- [What you will do]: Could you copy every line of the data that contains "lantern"?

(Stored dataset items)

------------------------------------

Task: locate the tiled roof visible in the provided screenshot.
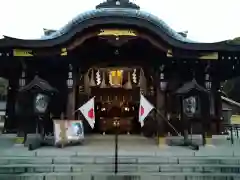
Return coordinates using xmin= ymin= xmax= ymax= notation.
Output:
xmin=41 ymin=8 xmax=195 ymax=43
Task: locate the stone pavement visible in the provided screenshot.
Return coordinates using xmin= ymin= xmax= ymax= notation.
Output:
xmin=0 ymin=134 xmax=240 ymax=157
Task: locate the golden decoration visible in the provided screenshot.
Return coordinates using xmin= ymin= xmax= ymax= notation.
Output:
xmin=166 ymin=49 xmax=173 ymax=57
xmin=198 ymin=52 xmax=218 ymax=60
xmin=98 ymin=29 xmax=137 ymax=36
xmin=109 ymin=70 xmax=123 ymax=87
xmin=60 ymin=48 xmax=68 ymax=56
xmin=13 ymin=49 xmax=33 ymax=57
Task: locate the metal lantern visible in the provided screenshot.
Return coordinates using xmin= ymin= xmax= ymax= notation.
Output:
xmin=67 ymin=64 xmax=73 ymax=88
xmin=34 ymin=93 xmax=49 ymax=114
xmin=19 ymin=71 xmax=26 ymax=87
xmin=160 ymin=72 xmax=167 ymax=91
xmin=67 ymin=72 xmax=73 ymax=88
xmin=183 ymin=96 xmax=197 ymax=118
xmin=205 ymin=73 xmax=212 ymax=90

------------------------------------

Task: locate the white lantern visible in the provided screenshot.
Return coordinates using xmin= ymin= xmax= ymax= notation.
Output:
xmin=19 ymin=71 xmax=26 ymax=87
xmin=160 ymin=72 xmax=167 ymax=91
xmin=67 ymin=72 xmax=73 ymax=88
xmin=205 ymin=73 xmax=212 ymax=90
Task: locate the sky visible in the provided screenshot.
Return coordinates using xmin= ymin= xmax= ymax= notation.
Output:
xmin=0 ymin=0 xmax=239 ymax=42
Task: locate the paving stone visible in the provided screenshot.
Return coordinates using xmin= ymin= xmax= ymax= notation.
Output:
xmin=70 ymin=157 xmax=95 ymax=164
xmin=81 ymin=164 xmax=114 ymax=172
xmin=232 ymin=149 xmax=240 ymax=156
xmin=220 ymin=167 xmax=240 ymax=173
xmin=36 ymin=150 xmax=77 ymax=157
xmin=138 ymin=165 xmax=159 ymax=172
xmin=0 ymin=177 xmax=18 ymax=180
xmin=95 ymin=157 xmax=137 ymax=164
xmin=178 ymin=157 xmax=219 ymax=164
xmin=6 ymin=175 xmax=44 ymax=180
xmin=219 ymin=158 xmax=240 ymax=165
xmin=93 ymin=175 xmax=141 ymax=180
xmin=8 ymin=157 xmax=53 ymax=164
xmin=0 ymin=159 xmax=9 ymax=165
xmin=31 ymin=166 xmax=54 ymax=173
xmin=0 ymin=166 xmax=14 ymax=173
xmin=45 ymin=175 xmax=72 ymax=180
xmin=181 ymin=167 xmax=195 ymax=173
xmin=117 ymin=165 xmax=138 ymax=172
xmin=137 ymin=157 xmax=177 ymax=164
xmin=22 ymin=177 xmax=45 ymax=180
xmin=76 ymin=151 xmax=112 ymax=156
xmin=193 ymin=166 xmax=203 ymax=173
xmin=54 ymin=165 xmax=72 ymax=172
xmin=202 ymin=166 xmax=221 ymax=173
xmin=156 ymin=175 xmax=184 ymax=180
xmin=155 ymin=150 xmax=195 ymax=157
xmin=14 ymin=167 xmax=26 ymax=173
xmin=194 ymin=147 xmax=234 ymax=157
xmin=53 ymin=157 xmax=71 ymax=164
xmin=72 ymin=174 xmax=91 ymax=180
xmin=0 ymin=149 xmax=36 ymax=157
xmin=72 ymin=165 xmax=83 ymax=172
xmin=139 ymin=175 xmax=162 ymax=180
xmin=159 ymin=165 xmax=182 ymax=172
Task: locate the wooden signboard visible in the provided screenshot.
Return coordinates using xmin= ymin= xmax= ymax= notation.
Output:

------------------------------------

- [Solution to the exercise]:
Task: locate the metal lantern visible in the provided screenshot.
Task: locate the white lantern visible in the provided screenshot.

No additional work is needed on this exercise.